Extracted text
This artist’s concept shows what exoplanet K2-18 b could look like based on science data. K2-18 b, an exoplanet 8.6 times as massive as Earth, orbits the cool dwarf star K2-18 in the habitable zone and lies 120 light-years from Earth. A new investigation with NASA’s James Webb Space Telescope into K2-18 b has revealed the presence of carbon-bearing molecules including methane and carbon dioxide. The abundance of methane and carbon dioxide, and shortage of ammonia, support the hypothesis that there may be a water ocean underneath a hydrogen-rich atmosphere in K2-18 b. Credits: Illustration: NASA, CSA, ESA, J. Olmsted (STScI), Science: N. Madhusudhan (Cambridge University)
A new investigation with NASA’s
James Webb Space Telescope into K2-18 b, an exoplanet 8.6 times as massive as
Earth, has revealed the presence of carbon-bearing molecules including methane
and carbon dioxide. Webb’s discovery adds to recent studies suggesting that
K2-18 b could be a Hycean exoplanet, one which has the potential to possess a
hydrogen-rich atmosphere and a water ocean-covered surface.
The first insight into the
atmospheric properties of this habitable-zone exoplanet came from observations with
NASA’s Hubble Space Telescope, which prompted further studies that have since
changed our understanding of the system.
K2-18 b orbits the cool dwarf star
K2-18 in the habitable zone and lies 120 light-years from
Earth in the constellation Leo. Exoplanets such as K2-18 b, which have sizes
between those of Earth and Neptune, are unlike anything in our solar system.
This lack of equivalent nearby planets means that these ‘sub-Neptunes’ are
poorly understood, and the nature of their atmospheres is a matter of active
debate among astronomers.
The suggestion that the sub-Neptune
K2-18 b could be a Hycean exoplanet is intriguing, as some astronomers believe
that these worlds are promising environments to search for evidence for life on
exoplanets.
"Our findings underscore the
importance of considering diverse habitable environments in the search for life
elsewhere," explained Nikku Madhusudhan, an astronomer at the University
of Cambridge and lead author of the paper announcing these results.
"Traditionally, the search for life on exoplanets has focused primarily on
smaller rocky planets, but the larger Hycean worlds are significantly more
conducive to atmospheric observations."
The abundance of methane and carbon
dioxide, and shortage of ammonia, support the hypothesis that there may be a
water ocean underneath a hydrogen-rich atmosphere in K2-18 b. These initial
Webb observations also provided a possible detection of a molecule called
dimethyl sulfide (DMS). On Earth, this is only produced by life. The bulk of
the DMS in Earth’s atmosphere is emitted from phytoplankton in marine
environments.

Data excerpts
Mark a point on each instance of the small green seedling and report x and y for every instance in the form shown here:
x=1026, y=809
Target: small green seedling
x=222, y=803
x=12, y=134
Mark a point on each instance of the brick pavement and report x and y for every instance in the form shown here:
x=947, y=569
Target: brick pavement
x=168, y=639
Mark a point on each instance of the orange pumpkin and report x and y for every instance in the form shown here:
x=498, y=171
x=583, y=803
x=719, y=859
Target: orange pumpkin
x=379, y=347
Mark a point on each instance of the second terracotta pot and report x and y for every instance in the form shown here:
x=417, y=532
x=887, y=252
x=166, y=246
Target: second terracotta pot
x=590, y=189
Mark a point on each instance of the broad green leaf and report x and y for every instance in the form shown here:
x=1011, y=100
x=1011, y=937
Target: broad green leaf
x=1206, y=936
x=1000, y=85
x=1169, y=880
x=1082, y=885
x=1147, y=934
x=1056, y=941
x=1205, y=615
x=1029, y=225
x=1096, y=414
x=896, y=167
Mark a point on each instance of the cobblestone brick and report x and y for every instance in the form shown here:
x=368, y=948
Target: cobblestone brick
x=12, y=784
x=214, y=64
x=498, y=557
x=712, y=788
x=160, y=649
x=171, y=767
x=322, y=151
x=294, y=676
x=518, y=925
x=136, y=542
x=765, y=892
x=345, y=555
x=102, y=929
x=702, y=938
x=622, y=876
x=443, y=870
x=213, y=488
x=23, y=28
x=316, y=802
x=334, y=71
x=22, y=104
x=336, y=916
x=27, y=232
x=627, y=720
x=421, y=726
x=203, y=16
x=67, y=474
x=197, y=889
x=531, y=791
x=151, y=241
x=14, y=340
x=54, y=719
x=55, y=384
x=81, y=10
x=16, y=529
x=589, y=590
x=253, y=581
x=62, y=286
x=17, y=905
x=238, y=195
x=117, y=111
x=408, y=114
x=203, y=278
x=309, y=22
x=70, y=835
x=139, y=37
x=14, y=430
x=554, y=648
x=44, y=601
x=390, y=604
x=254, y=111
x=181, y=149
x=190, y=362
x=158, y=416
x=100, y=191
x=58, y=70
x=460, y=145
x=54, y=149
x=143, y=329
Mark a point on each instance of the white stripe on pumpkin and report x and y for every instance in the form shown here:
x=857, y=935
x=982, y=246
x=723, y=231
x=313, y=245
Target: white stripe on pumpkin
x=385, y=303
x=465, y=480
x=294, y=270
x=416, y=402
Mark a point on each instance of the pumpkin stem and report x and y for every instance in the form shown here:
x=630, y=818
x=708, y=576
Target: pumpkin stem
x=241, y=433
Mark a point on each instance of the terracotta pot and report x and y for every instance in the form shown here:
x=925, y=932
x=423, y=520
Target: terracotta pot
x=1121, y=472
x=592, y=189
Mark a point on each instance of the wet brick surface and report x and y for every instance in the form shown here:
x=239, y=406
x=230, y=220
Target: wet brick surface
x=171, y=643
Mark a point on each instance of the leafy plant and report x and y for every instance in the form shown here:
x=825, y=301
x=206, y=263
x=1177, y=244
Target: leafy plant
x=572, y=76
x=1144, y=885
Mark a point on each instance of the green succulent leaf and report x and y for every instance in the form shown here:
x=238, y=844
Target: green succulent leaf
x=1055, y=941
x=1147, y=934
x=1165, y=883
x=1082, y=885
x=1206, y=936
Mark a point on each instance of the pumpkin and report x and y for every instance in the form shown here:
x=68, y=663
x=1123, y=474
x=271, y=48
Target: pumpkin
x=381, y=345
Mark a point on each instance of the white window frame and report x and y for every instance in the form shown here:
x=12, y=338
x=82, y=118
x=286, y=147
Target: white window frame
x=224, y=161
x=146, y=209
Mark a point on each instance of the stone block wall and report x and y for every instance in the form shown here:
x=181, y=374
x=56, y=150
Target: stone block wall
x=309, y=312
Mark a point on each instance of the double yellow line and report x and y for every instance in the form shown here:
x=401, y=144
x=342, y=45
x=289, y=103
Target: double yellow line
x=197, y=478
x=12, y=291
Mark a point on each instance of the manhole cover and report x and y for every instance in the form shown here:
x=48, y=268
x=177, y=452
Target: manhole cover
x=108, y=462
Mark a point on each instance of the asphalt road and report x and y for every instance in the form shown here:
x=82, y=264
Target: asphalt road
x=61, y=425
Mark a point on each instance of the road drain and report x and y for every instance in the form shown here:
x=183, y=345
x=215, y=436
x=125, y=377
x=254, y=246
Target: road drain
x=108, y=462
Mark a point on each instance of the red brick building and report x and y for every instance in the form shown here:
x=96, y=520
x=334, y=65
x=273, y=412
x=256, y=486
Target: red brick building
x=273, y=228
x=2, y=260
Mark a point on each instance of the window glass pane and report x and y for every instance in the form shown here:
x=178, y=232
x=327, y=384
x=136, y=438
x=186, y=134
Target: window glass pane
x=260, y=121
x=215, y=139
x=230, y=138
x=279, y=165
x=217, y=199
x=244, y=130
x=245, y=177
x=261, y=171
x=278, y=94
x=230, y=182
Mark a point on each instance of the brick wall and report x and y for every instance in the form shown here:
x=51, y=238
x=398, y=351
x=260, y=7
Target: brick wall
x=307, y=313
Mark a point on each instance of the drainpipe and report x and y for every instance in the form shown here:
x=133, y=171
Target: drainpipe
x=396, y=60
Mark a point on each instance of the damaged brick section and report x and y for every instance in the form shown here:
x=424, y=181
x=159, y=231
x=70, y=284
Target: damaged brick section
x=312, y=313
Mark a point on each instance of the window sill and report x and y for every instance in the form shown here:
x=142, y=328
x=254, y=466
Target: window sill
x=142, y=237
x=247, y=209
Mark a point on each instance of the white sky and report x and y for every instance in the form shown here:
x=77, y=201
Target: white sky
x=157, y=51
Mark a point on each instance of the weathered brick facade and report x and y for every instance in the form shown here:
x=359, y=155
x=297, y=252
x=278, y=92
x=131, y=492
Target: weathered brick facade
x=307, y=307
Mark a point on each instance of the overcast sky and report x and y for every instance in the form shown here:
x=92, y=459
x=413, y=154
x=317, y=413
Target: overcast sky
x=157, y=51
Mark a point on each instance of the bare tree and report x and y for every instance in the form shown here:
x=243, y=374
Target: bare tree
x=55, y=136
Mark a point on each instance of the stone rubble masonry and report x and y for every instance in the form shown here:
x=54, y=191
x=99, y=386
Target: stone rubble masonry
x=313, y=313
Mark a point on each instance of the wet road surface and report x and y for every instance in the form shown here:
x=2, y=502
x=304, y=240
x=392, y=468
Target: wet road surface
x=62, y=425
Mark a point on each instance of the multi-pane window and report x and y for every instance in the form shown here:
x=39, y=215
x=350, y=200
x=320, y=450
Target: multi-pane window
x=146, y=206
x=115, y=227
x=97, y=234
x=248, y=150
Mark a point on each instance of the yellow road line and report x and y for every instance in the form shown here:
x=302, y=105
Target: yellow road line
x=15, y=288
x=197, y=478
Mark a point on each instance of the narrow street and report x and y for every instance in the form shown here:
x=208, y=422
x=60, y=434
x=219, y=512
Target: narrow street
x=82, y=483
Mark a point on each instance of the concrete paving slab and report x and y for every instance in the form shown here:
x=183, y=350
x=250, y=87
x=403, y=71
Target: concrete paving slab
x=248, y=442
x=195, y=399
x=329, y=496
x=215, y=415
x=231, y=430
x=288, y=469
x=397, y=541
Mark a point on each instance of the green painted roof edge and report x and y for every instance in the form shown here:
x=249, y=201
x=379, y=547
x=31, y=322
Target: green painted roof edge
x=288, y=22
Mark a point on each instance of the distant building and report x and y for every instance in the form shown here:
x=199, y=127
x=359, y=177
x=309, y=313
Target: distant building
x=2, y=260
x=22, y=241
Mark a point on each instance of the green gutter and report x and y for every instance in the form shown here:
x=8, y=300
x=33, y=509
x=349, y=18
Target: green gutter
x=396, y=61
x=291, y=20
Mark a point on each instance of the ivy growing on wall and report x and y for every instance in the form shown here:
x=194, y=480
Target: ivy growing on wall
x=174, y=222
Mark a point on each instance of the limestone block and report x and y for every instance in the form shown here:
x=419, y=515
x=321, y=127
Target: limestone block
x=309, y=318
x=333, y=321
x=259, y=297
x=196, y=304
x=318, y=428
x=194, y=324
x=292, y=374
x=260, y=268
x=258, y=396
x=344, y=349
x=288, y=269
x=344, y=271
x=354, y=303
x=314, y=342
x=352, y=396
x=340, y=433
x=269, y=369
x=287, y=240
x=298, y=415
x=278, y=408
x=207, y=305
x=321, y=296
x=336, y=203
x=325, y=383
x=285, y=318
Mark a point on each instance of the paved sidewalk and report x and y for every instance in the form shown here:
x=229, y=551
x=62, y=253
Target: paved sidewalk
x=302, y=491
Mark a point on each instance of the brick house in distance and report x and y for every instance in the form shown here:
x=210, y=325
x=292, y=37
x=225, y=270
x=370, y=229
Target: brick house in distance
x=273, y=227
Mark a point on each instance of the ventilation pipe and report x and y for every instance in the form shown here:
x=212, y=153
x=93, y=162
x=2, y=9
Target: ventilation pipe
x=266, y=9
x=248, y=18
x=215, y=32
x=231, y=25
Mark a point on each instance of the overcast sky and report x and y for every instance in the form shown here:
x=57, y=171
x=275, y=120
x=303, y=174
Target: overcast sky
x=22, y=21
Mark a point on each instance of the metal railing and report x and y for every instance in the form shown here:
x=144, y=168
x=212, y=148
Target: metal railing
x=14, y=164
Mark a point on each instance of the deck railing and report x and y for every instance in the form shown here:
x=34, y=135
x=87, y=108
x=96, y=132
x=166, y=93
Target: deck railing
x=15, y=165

Written request 1
Reproduce, word for word, the part of the passage on exoplanet K2-18 b that opens with the words containing "K2-18 b orbits" and closes with "our solar system.".
Written request 2
Gather every line of the records that contains the string "building". Case counts.

Task result 1
K2-18 b orbits the cool dwarf star
K2-18 in the habitable zone and lies 120 light-years from
Earth in the constellation Leo. Exoplanets such as K2-18 b, which have sizes
between those of Earth and Neptune, are unlike anything in our solar system.

Task result 2
Mark a point on each instance of the red brick building and report x and y for every instance in the form shown here:
Target: red brick building
Mark a point on each instance of the distant building and report x and y for every instance in the form shown here:
Target: distant building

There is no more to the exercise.